> **Written request**
Quote exactly the lines running from the line with "in [513, 159]." to the end of the entries, including both, and nothing else.
-- BEGIN Data rows --
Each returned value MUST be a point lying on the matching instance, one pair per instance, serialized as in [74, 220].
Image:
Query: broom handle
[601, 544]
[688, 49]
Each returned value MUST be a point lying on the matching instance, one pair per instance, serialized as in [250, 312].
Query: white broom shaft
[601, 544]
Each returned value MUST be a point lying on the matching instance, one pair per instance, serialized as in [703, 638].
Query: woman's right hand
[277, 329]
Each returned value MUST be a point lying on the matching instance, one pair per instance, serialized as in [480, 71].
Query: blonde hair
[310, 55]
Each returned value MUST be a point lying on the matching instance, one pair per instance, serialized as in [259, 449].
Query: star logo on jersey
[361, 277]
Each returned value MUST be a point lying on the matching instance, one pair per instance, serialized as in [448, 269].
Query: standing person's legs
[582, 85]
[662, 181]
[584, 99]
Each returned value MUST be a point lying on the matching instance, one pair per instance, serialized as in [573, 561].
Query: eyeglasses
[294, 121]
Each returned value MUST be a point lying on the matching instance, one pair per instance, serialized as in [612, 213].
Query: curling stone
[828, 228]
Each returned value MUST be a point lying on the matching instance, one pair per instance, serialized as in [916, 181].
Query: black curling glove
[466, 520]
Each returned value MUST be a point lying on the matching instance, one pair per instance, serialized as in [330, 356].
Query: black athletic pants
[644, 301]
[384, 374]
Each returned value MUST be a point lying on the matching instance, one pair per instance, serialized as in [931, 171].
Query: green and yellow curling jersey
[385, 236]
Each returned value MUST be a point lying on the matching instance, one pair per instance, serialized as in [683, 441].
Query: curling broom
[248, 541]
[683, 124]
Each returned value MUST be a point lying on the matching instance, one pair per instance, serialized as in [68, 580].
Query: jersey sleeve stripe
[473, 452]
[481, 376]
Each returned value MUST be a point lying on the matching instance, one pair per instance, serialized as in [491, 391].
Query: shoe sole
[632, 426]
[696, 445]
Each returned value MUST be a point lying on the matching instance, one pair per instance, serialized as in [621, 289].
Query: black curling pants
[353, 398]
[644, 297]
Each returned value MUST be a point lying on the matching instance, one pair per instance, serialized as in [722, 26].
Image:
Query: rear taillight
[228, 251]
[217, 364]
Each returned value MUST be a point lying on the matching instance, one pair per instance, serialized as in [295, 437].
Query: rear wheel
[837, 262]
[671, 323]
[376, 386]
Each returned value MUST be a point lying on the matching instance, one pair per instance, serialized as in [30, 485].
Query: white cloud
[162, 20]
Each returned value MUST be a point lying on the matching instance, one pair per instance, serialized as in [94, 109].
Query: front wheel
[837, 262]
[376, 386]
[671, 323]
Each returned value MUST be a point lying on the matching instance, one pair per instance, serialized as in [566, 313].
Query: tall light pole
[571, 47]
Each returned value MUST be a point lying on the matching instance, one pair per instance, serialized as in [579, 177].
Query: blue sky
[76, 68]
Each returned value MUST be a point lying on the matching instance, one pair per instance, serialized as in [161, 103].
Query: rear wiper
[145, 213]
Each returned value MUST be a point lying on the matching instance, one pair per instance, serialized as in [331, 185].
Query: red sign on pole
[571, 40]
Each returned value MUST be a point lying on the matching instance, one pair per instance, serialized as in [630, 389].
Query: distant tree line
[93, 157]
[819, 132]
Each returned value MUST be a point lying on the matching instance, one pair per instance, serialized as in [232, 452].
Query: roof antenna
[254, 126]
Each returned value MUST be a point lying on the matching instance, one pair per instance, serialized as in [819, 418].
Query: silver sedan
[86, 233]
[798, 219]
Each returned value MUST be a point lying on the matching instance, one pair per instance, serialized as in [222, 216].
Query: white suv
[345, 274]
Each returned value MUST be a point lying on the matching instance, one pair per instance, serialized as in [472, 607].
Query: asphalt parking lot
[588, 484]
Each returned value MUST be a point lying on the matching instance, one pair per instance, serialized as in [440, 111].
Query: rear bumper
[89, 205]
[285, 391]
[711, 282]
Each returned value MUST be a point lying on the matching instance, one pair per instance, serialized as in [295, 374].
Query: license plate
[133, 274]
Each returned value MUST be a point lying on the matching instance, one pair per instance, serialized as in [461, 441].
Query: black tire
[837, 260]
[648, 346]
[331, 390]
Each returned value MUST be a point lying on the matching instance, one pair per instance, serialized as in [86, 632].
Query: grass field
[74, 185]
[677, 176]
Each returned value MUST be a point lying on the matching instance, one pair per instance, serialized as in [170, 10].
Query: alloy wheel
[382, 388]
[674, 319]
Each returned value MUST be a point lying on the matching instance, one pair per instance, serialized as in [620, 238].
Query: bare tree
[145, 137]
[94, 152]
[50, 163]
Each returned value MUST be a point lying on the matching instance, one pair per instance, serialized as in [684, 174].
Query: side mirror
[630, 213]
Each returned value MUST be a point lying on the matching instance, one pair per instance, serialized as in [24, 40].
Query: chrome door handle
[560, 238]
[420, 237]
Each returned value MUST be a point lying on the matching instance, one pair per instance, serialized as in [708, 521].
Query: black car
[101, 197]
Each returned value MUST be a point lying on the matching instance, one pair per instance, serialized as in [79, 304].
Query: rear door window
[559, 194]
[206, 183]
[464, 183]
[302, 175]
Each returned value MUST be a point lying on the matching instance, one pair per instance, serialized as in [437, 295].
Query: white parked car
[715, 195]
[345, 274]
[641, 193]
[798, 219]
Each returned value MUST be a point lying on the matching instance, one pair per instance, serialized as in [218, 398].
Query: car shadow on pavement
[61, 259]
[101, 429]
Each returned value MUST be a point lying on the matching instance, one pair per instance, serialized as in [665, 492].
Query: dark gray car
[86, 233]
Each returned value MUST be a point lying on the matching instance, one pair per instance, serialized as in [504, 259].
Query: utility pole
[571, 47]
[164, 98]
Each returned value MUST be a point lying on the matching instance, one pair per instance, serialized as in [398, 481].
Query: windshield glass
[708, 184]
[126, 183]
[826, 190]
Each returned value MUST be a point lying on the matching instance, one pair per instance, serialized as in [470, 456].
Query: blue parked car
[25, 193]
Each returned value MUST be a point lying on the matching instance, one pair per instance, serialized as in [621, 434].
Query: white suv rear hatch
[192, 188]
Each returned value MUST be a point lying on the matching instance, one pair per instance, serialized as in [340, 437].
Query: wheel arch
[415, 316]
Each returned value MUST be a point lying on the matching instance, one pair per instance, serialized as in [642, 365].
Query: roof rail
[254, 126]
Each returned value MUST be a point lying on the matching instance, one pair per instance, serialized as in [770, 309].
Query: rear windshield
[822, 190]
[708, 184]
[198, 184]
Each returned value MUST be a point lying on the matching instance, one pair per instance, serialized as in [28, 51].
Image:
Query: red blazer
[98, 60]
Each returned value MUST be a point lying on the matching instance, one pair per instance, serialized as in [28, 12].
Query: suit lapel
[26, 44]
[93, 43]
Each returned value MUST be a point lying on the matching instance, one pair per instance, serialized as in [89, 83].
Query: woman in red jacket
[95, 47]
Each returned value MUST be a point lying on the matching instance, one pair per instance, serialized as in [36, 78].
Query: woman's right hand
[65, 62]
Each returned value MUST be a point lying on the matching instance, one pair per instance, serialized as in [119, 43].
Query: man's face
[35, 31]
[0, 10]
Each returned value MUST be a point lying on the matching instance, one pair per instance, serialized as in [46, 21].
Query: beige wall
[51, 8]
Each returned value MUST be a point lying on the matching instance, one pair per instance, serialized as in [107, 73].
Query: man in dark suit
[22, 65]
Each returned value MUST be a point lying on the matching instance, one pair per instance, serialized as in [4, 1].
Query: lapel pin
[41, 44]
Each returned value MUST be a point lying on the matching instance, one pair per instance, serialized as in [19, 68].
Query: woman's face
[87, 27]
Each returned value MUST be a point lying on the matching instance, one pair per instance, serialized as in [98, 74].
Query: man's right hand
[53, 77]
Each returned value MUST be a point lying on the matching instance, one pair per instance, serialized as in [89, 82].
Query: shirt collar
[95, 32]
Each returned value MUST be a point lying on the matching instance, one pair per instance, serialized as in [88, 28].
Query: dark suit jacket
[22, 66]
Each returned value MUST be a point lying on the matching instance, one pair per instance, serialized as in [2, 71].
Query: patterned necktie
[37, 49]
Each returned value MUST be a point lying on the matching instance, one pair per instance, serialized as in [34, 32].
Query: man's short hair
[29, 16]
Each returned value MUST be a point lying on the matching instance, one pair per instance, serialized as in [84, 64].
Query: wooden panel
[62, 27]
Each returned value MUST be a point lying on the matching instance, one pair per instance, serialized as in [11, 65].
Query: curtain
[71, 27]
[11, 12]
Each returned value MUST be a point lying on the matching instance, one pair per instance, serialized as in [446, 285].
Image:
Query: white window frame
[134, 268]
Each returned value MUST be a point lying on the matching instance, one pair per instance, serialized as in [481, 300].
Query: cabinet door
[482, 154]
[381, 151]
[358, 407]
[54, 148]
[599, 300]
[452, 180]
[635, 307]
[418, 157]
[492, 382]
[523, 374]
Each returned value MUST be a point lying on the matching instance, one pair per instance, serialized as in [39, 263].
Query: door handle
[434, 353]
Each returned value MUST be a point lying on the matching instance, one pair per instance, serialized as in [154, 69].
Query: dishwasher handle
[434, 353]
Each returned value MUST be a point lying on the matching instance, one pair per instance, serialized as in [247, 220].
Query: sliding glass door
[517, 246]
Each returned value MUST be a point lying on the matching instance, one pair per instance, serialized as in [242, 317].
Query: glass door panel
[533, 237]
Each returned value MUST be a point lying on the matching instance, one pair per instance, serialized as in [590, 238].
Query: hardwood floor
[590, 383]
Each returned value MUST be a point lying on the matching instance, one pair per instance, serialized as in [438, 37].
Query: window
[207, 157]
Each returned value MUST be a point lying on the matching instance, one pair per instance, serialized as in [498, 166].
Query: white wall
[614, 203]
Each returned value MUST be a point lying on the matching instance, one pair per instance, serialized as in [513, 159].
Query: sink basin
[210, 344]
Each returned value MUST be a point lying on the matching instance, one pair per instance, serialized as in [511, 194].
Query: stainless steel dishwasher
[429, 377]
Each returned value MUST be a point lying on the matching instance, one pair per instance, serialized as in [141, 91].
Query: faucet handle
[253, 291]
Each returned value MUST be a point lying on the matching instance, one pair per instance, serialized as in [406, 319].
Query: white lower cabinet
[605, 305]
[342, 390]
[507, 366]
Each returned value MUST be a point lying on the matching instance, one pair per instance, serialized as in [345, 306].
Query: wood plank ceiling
-- END Data rows --
> **Answer for this exercise**
Each returned value MUST be a point lying on the matching instance, one pair per instance, serialized as in [513, 159].
Query: sink basin
[210, 344]
Each returned value MUST be a point lying on the matching instance, one pair per instance, serialized as in [511, 194].
Query: stainless steel dishwasher
[429, 377]
Each returned value MUST be a point lying on the matching instance, one pair per instance, serialized as in [141, 91].
Query: faucet handle
[253, 291]
Each returned value MUST be a point lying on the matching instance, one pair per instance, serialized as in [406, 319].
Query: white lower cabinet
[605, 305]
[342, 390]
[507, 366]
Each returned value MUST be a point lying on the matching instance, one pair per instance, serialized as in [345, 306].
Query: wood plank ceiling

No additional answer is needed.